— START —
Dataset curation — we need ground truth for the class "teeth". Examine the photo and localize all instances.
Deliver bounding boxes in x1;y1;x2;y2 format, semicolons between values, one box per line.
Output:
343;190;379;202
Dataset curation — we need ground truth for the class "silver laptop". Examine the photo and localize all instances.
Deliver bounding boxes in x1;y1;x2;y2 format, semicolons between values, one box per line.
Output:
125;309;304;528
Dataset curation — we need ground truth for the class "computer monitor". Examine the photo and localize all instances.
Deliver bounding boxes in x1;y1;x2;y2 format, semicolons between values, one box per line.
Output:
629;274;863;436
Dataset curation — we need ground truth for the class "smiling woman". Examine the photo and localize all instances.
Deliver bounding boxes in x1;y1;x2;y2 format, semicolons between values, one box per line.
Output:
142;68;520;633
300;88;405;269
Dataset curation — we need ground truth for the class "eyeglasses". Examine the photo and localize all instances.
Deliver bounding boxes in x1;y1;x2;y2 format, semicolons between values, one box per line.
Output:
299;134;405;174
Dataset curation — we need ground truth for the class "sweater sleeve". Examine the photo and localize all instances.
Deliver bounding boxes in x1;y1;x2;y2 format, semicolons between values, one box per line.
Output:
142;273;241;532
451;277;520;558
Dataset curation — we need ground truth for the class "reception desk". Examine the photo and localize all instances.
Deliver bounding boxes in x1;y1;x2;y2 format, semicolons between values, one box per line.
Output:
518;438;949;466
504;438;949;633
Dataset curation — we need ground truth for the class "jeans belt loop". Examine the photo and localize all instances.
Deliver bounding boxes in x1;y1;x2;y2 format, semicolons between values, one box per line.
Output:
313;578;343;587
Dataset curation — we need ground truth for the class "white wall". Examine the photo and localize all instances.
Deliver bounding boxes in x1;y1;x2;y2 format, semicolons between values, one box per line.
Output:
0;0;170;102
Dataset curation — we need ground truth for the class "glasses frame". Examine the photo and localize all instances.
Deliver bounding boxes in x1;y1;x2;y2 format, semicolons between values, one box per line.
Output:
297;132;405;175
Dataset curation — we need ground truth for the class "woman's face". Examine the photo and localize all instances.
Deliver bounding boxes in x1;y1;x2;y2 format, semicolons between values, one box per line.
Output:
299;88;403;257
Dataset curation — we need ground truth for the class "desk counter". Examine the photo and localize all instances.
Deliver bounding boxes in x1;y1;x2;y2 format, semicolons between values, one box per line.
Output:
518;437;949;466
— END —
Give the data again, exactly as it stands.

**Response to the task:**
Dataset curation — we need ground truth for the class "teeth". Examine the photo and localize all instances.
Deliver bounding boxes in x1;y1;x2;y2 format, semicolons between values, one box per line.
Output:
343;190;379;202
Dataset curation — we need ground truth for the class "silver laptop". Examine the photo and localize all instances.
Deliver bounding boxes in x1;y1;x2;y2 format, semicolons between values, one box per line.
Output:
125;309;304;528
Dataset curation — we need ground truth for the class "computer monitor". Examine the photo and localize all instances.
Deliver bounding boxes in x1;y1;x2;y2 format, semicolons between values, one box per line.
Output:
629;274;863;436
Dataset curation — we need ground truth for the class "smiling woman". Examine the photo and localize all instances.
Deliver bounding boxes in x1;y1;x2;y2 format, semicolons between values, one box per line.
Output:
142;68;520;633
300;88;405;269
Dataset curation — we need ground truth for the class "eyeglasses". Examine the photo and localize all instances.
Deliver bounding boxes in x1;y1;x2;y2 format, semicolons between values, one box per line.
Output:
299;134;405;174
Dataset curation — we need ground truth for the class "sweater sleeve". Examine the photo and localize all instances.
Deliver bounding boxes in x1;y1;x2;y2 format, semicolons between values, one box per line.
Output:
142;273;241;532
451;277;520;558
Dataset curation — we need ground truth for the class "reception desk". Examine the photo and localize all instances.
Deliver bounding boxes in x1;y1;x2;y2 format, semicolons between values, one box per line.
Output:
518;438;949;466
504;438;949;633
Dataset curation — we need ground truth for the class "jeans belt loop". Examine the photo and localize all instances.
Deliver bounding boxes in x1;y1;x2;y2 format, semicolons between values, one box per line.
Output:
313;578;343;587
Dataset curation — we need ground truth for the class "white wall". Examine the photo and localize all instances.
Deliver bounding boxes in x1;y1;x2;y2 format, semicolons between values, one box per line.
Output:
0;0;170;102
Dataset curation — we need ground truth for the class "glasses frame". Examine the photo and localize all instances.
Deliver bounding boxes in x1;y1;x2;y2 format, semicolons between values, one box per line.
Output:
297;132;405;175
Dataset curation — we need ground truth for the class "woman's face". Examine the photo and localize all instances.
Deliver bounding boxes in x1;y1;x2;y2 format, semicolons between values, one box per line.
Output:
299;88;403;257
Dataset curation — we need ground truth for the class "desk counter". Examine the photo and localize all instances.
Deliver bounding boxes in x1;y1;x2;y2 format, semicolons between values, one box per line.
Output:
518;437;949;466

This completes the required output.